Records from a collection
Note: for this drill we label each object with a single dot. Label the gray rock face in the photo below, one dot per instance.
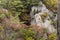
(37, 19)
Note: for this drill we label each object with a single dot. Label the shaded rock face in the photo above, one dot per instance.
(42, 17)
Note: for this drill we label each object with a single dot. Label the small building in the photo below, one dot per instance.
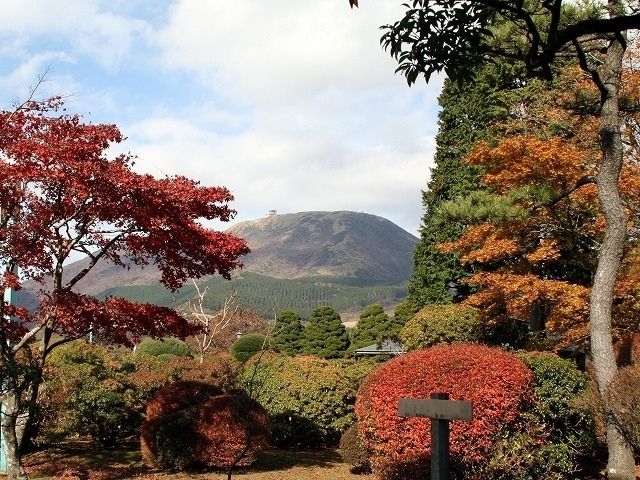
(387, 347)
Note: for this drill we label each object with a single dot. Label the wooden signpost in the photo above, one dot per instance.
(440, 410)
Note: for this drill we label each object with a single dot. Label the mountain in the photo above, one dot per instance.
(298, 261)
(359, 246)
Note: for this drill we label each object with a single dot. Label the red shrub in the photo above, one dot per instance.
(496, 382)
(192, 424)
(178, 396)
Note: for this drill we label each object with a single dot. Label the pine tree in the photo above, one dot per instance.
(373, 326)
(287, 332)
(324, 335)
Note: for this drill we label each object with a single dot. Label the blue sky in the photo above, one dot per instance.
(292, 105)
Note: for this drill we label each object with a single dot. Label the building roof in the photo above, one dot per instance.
(388, 347)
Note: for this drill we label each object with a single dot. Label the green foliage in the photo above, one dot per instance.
(247, 346)
(166, 346)
(442, 324)
(464, 119)
(404, 311)
(555, 440)
(287, 332)
(309, 400)
(101, 392)
(107, 410)
(324, 335)
(87, 390)
(373, 326)
(266, 295)
(353, 451)
(623, 399)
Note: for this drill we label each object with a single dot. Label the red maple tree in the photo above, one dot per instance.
(62, 195)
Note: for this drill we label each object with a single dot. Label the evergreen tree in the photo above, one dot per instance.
(324, 335)
(287, 332)
(471, 112)
(373, 326)
(462, 121)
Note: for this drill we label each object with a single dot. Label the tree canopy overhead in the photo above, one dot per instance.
(456, 36)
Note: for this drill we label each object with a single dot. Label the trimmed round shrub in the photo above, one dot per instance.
(442, 324)
(166, 347)
(310, 400)
(247, 346)
(193, 424)
(497, 383)
(87, 391)
(623, 399)
(353, 451)
(554, 439)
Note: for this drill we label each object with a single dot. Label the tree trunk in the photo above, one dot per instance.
(11, 431)
(621, 464)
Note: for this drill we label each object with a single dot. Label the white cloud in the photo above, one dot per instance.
(292, 105)
(89, 29)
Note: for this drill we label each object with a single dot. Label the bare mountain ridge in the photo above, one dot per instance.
(361, 248)
(335, 244)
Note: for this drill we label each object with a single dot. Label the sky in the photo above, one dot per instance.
(292, 105)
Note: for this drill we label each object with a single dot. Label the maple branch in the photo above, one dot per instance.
(580, 183)
(27, 337)
(94, 259)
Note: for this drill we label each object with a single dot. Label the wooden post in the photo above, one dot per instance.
(440, 444)
(440, 410)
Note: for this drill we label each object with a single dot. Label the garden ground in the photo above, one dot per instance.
(125, 463)
(81, 461)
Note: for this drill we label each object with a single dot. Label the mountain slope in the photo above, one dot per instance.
(359, 246)
(327, 253)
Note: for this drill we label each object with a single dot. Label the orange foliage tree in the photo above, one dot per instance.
(532, 237)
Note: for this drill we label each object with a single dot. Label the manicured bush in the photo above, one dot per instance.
(353, 451)
(623, 398)
(554, 439)
(87, 390)
(373, 326)
(193, 424)
(151, 373)
(107, 410)
(247, 346)
(287, 332)
(497, 383)
(166, 346)
(324, 335)
(310, 401)
(442, 324)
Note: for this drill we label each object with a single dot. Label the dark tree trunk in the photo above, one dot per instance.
(12, 430)
(621, 464)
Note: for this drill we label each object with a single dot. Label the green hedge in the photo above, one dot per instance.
(166, 347)
(556, 440)
(310, 400)
(442, 324)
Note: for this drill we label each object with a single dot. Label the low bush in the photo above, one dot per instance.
(554, 439)
(623, 400)
(193, 424)
(310, 401)
(442, 324)
(353, 451)
(247, 346)
(87, 390)
(497, 383)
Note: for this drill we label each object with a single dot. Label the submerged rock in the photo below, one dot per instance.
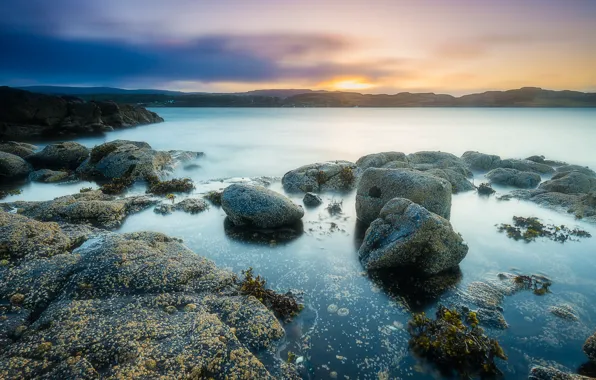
(326, 176)
(378, 186)
(13, 167)
(513, 177)
(406, 235)
(259, 207)
(66, 155)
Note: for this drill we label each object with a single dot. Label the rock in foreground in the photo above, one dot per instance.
(257, 206)
(408, 236)
(378, 186)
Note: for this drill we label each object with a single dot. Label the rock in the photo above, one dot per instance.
(12, 167)
(66, 155)
(513, 177)
(570, 183)
(459, 183)
(48, 176)
(18, 149)
(311, 200)
(481, 161)
(549, 373)
(378, 186)
(92, 207)
(326, 176)
(408, 236)
(590, 348)
(526, 166)
(576, 168)
(27, 115)
(119, 158)
(378, 160)
(258, 206)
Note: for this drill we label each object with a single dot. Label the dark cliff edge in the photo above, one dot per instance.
(26, 115)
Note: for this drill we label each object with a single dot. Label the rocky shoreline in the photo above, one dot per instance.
(80, 301)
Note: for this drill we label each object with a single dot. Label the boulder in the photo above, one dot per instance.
(378, 160)
(570, 183)
(311, 200)
(48, 176)
(408, 236)
(12, 167)
(481, 161)
(513, 177)
(379, 186)
(326, 176)
(590, 348)
(66, 155)
(257, 206)
(18, 149)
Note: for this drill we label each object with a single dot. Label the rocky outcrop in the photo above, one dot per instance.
(131, 305)
(480, 161)
(379, 186)
(513, 177)
(17, 148)
(326, 176)
(257, 206)
(93, 207)
(66, 155)
(12, 167)
(408, 236)
(378, 160)
(26, 115)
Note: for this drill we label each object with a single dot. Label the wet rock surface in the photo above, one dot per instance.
(406, 235)
(378, 186)
(257, 206)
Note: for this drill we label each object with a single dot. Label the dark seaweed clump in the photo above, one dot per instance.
(485, 189)
(176, 185)
(528, 229)
(455, 343)
(285, 306)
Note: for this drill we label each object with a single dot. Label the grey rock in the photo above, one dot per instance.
(13, 167)
(481, 161)
(378, 160)
(312, 200)
(258, 206)
(378, 186)
(66, 155)
(326, 176)
(17, 148)
(406, 235)
(513, 177)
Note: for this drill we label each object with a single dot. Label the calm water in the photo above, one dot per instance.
(371, 341)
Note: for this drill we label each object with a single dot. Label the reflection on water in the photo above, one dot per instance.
(355, 324)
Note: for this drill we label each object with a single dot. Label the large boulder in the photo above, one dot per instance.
(570, 183)
(513, 177)
(326, 176)
(66, 155)
(378, 160)
(12, 167)
(378, 186)
(590, 347)
(408, 236)
(257, 206)
(481, 161)
(17, 148)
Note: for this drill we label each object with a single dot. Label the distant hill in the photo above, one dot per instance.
(523, 97)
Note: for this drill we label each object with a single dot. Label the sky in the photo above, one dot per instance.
(369, 46)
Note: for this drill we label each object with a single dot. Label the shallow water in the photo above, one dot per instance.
(372, 340)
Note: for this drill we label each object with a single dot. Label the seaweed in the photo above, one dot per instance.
(455, 343)
(528, 229)
(176, 185)
(284, 306)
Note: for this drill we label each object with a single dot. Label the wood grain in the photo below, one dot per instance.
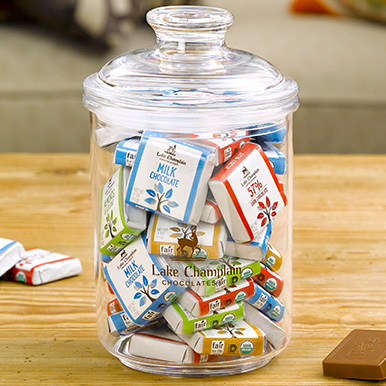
(48, 333)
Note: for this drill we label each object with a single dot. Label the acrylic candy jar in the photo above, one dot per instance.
(191, 147)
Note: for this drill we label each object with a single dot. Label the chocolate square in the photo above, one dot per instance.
(361, 355)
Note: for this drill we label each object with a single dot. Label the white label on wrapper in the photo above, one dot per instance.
(138, 283)
(39, 266)
(166, 177)
(249, 182)
(217, 347)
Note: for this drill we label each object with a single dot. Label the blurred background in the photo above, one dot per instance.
(334, 49)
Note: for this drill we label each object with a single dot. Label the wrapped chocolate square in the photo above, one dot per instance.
(273, 258)
(255, 250)
(275, 156)
(39, 267)
(120, 223)
(170, 177)
(200, 305)
(181, 321)
(193, 242)
(225, 144)
(248, 193)
(267, 303)
(275, 335)
(140, 282)
(238, 338)
(11, 252)
(269, 280)
(211, 212)
(126, 151)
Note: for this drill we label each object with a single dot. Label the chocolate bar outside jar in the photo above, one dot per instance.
(190, 103)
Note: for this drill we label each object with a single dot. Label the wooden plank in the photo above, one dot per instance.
(48, 333)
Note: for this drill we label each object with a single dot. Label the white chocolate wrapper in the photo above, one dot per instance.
(39, 267)
(120, 223)
(126, 151)
(194, 242)
(276, 336)
(238, 338)
(140, 282)
(255, 250)
(200, 305)
(181, 321)
(225, 144)
(160, 343)
(248, 193)
(11, 252)
(170, 177)
(211, 212)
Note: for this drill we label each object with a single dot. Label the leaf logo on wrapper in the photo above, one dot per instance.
(161, 198)
(145, 290)
(231, 328)
(187, 237)
(267, 212)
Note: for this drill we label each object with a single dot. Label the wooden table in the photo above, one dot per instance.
(48, 333)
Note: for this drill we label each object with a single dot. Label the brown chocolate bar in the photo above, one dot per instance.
(361, 355)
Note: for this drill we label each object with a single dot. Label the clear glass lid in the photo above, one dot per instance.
(190, 73)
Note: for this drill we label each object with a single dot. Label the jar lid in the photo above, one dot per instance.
(190, 80)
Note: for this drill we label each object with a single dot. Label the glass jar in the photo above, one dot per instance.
(191, 147)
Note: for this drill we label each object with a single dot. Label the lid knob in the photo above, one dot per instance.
(190, 23)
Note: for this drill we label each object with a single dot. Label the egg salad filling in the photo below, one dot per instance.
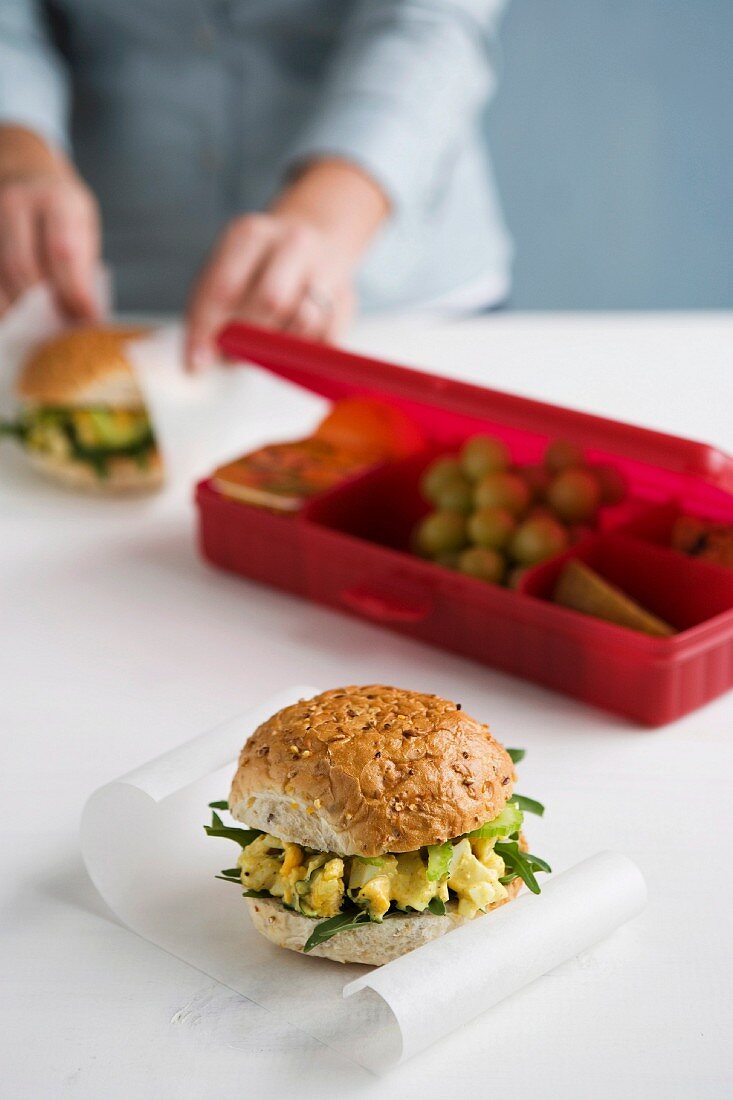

- REQUIRED ACTION -
Retype exactly, and only, the lines from the one containing "the wooden table" through the end of the records above. Pictures stay out of the copy.

- SOLUTION FOR THIS EXERCISE -
Note: for this drill we label each object with a single dot. Label the wooden table in the photo above, one dot per instance.
(48, 333)
Note: for this drill we label each object with a single dot. Label the brown chocolate bar in the photo above, one dot per instance.
(361, 355)
Note: for this drill we label each object with a single dot. Label the clear glass lid in the photo above, one dot per instance.
(190, 73)
Note: for this drill we label each object with a single dot. Label the jar lid in the photo above, one dot per instance.
(190, 80)
Note: for this drill we label each object with a single dot. Label the glass jar in the photo above, one dot per instance.
(191, 147)
Note: for this drill we label each object with a single dot. Label the lid knob in the photo above, one dot per instance.
(190, 23)
Note: for this drill we label each object with a single dot. Label the egg salad filling in the photo below, one dot per instance.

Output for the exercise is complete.